[Data for this task Boundary: Start]
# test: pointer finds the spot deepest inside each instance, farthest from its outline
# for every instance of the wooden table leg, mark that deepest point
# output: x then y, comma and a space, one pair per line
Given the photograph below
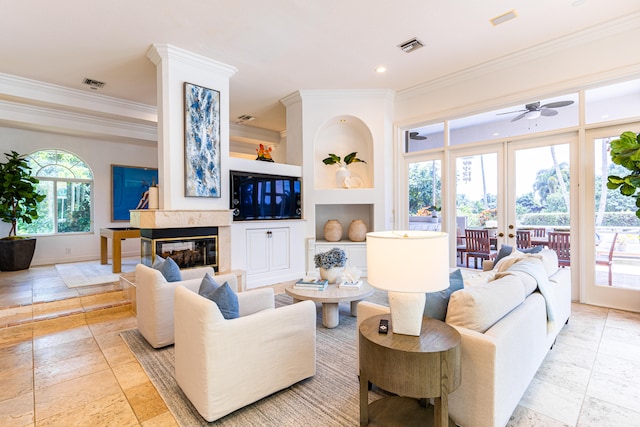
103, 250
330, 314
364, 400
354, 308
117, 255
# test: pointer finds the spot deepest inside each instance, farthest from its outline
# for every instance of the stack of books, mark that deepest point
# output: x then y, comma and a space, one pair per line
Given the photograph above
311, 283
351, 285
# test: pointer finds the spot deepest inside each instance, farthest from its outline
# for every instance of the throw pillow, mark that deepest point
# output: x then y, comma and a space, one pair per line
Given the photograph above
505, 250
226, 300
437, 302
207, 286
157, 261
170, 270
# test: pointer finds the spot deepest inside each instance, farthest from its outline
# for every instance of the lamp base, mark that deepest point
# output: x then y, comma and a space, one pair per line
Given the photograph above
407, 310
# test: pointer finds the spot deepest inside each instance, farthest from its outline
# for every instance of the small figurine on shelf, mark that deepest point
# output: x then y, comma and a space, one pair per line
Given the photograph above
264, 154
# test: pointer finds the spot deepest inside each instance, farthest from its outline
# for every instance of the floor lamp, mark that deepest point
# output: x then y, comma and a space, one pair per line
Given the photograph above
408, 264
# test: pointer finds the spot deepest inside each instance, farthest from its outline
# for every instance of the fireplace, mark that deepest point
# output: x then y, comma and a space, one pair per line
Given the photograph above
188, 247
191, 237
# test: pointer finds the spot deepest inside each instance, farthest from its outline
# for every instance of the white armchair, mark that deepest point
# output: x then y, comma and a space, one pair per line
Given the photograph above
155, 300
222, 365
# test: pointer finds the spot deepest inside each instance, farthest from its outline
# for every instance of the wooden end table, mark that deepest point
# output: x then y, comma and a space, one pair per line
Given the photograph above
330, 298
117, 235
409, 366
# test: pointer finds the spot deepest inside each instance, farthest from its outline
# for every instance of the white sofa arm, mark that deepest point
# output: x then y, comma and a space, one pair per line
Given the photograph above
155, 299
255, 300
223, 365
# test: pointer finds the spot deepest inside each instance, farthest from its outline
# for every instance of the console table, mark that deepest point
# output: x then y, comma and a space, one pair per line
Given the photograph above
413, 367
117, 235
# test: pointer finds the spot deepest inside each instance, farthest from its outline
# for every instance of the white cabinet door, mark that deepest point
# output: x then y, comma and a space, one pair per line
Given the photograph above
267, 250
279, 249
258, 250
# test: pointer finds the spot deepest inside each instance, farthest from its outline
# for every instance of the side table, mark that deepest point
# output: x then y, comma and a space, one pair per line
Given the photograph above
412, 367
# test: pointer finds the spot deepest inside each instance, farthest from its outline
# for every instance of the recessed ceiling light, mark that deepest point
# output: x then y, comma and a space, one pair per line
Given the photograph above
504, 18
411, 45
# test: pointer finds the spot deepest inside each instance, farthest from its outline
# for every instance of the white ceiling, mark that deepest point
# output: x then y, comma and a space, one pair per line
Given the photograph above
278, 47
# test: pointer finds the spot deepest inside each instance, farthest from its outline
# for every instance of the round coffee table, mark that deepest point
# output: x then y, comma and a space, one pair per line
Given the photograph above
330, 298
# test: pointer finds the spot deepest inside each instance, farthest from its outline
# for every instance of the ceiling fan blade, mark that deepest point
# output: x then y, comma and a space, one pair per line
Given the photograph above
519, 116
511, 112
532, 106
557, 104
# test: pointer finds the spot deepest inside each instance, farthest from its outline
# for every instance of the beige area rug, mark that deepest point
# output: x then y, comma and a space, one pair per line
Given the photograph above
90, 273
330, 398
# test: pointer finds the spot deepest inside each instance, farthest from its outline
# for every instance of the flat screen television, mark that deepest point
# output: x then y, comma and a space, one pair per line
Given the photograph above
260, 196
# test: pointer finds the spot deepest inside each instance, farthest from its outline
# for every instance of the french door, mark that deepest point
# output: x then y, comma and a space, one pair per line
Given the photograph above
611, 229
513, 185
[Data for this task Boundary: End]
[Data for this task Boundary: Start]
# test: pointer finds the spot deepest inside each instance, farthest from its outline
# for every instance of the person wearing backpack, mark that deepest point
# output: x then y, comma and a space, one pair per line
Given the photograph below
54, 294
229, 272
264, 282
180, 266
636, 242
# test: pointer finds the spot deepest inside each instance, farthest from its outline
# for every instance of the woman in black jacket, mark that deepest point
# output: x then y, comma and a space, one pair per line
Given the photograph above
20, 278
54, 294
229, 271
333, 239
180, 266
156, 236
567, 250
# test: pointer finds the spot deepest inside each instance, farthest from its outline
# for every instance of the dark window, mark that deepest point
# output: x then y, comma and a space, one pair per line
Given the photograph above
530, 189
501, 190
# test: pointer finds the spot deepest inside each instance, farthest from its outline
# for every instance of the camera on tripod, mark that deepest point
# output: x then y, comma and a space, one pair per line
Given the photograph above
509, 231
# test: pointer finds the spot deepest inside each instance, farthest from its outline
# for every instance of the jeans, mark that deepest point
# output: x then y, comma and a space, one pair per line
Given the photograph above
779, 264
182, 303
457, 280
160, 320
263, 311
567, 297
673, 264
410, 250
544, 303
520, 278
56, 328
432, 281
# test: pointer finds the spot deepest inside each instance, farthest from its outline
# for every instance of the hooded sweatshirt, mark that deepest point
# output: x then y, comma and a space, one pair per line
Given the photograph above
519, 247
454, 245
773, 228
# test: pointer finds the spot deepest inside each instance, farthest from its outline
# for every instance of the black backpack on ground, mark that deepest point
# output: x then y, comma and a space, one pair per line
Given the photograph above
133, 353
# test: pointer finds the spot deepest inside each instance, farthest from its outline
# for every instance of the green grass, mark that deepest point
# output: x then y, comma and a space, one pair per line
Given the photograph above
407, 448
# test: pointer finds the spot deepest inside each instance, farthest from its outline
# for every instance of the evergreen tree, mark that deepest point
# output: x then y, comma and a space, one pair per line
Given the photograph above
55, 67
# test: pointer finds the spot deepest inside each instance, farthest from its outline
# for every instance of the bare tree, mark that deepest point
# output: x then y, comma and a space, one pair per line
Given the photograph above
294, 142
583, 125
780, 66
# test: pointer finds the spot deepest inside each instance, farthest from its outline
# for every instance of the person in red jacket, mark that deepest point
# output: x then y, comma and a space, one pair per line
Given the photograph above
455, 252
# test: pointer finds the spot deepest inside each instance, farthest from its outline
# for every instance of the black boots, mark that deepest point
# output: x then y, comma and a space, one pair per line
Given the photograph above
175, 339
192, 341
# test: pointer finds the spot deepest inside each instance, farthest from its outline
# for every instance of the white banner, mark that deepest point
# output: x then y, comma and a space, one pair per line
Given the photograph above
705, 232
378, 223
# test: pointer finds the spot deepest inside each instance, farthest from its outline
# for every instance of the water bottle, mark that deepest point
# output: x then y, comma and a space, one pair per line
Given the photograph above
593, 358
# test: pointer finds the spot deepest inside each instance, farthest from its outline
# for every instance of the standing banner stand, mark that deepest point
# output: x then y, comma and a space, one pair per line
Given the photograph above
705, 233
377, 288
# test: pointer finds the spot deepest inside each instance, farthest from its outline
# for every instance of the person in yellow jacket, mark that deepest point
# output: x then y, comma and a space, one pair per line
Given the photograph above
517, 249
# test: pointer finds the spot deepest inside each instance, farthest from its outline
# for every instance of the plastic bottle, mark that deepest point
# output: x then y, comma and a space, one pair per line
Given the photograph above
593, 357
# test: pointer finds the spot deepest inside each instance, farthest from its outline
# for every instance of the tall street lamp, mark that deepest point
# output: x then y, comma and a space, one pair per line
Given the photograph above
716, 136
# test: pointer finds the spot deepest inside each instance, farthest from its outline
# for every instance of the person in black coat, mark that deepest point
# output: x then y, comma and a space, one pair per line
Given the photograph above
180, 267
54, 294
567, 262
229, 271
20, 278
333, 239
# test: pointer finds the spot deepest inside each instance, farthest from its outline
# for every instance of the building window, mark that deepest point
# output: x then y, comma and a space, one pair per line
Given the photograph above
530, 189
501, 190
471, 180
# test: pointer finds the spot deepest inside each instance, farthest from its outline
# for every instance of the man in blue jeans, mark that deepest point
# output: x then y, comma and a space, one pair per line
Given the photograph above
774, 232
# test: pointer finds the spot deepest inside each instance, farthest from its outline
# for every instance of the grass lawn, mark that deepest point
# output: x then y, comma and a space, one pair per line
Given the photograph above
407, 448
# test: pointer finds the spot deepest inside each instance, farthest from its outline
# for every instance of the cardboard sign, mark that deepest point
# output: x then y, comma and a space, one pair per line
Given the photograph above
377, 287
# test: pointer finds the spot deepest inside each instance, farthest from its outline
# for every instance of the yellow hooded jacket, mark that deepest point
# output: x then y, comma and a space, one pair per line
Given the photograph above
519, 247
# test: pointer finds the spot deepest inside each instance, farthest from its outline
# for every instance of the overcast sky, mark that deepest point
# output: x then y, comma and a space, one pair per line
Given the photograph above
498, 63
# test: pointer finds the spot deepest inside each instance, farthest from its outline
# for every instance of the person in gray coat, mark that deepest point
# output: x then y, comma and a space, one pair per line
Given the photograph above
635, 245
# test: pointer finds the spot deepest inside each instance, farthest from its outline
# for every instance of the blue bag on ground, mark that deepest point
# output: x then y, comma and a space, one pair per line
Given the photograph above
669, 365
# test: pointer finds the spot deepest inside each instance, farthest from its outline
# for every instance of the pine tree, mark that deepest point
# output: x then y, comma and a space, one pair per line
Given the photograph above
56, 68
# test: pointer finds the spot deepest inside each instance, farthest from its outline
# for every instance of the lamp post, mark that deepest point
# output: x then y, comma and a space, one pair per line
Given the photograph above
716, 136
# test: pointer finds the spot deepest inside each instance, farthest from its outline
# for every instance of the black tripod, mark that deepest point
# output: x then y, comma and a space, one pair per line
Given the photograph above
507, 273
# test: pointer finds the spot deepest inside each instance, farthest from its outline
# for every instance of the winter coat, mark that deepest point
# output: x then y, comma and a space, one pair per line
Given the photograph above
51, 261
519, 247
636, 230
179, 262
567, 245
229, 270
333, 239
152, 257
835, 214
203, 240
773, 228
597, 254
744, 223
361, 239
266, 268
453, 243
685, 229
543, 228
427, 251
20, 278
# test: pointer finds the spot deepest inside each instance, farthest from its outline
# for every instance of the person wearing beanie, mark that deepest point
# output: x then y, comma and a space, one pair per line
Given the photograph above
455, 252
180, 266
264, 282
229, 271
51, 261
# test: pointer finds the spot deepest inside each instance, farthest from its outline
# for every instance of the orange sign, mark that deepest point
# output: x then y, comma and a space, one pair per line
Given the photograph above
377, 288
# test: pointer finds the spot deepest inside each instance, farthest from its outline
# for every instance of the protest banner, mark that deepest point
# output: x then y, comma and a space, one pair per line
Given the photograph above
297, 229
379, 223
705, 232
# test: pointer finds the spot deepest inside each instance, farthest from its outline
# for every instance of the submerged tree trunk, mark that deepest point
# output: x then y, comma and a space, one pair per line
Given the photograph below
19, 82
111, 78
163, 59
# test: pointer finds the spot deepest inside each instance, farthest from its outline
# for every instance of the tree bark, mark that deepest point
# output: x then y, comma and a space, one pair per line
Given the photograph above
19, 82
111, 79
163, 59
[Data for this task Boundary: End]
[Data for this task Boundary: Start]
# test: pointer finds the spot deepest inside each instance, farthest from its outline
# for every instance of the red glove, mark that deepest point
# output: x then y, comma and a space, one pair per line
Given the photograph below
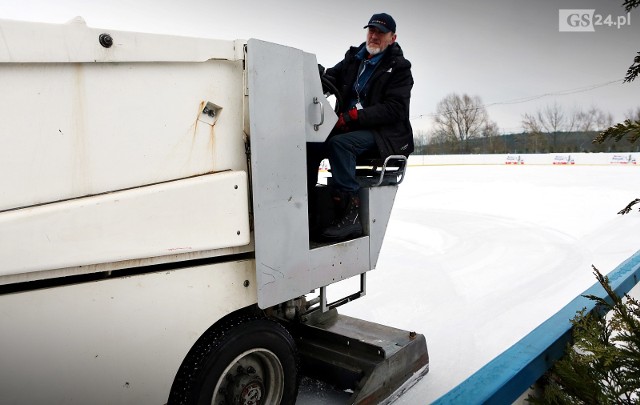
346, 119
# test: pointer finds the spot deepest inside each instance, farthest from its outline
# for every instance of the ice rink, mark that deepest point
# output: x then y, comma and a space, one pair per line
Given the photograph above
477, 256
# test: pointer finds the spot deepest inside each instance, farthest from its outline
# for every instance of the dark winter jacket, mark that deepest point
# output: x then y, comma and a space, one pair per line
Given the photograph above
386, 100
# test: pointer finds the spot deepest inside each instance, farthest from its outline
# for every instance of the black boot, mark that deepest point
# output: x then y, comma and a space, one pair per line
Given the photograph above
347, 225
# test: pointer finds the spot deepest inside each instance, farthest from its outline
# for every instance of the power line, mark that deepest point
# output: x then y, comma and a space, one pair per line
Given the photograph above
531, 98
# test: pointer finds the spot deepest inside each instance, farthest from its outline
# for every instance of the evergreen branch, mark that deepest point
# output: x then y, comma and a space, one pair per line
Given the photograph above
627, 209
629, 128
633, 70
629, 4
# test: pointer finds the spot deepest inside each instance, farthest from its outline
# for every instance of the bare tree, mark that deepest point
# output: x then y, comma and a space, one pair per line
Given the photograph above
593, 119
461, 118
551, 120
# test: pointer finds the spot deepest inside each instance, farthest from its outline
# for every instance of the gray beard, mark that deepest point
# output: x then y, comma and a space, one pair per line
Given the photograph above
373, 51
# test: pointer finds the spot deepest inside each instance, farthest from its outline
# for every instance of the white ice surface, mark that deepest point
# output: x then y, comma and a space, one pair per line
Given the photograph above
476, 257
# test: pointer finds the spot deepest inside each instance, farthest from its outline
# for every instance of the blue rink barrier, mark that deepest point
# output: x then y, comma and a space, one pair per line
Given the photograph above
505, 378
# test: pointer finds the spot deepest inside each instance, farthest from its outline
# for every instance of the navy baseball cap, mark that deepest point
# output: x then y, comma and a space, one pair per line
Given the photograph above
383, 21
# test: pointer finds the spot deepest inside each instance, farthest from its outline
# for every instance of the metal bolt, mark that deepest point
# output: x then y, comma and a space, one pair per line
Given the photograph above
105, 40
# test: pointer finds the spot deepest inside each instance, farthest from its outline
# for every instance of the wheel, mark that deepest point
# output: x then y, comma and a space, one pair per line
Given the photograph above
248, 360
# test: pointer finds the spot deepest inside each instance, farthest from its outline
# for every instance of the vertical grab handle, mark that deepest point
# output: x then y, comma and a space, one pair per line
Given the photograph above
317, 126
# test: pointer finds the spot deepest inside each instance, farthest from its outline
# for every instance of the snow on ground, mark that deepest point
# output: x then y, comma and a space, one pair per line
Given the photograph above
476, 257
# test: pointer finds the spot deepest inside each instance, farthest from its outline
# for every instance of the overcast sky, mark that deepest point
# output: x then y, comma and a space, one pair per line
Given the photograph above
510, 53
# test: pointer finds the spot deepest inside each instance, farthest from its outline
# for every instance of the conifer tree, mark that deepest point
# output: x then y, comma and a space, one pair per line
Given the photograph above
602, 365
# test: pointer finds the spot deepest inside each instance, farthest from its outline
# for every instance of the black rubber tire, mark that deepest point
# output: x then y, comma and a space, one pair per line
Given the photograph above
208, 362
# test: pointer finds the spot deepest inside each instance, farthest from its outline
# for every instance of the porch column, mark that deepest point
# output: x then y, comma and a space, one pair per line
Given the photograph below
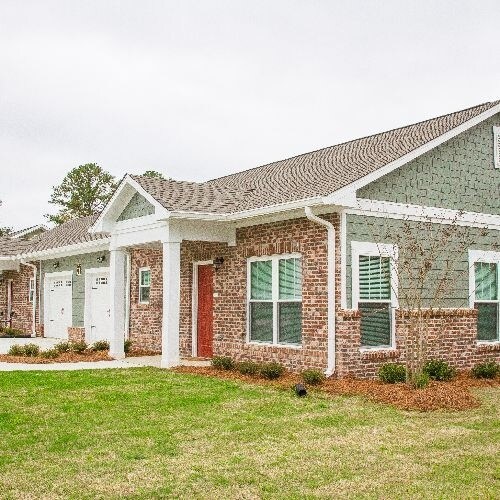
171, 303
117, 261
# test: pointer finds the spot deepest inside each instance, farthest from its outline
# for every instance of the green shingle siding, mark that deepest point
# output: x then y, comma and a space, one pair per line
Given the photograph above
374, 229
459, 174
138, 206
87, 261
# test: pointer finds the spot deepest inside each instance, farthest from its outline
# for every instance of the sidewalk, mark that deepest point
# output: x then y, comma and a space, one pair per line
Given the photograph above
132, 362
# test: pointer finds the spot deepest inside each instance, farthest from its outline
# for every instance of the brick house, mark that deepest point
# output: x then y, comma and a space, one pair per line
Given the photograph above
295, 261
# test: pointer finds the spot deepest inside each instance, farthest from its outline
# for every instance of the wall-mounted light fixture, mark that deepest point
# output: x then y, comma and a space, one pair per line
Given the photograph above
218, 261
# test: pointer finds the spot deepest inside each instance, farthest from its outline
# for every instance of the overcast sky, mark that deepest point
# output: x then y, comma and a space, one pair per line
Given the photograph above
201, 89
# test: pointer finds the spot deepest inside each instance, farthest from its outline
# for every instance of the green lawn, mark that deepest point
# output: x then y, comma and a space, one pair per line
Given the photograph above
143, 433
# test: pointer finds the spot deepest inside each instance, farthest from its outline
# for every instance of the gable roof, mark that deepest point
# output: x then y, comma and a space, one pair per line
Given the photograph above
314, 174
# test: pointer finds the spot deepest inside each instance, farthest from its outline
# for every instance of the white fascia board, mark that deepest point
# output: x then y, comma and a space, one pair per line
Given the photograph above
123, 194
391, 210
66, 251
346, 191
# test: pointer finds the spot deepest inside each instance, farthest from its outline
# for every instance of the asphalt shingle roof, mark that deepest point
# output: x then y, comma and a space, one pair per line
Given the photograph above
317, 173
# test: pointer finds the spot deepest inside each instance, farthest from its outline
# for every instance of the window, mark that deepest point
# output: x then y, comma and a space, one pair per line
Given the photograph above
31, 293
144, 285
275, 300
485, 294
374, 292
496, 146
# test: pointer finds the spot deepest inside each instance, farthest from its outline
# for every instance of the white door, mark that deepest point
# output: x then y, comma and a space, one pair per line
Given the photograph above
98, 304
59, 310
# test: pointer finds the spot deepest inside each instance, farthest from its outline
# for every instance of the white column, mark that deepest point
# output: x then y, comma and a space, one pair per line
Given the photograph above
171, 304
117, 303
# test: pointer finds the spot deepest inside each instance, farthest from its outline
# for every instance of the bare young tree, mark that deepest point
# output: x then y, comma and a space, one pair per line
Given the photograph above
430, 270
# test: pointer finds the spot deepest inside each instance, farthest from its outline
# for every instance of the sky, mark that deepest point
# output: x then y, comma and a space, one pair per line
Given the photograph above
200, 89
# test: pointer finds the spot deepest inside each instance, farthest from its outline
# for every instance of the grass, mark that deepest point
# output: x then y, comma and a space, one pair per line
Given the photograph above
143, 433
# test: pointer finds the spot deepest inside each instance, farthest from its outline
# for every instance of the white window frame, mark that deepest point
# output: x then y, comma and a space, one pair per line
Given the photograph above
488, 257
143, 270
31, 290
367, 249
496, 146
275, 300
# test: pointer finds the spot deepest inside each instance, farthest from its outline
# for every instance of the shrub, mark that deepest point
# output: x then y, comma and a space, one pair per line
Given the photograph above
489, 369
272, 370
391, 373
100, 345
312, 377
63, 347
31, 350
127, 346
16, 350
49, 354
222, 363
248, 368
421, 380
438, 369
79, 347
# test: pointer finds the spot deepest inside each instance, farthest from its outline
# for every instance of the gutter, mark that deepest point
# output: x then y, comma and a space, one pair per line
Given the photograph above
[Data for this task Boundary: End]
What to do ▸ Among the lines of the material, find those that hold the word "rink" and copy them.

Task output ▸
# for every instance of the ice rink, mark that deepest point
# for every instance of the blue rink barrier, mark that deepest point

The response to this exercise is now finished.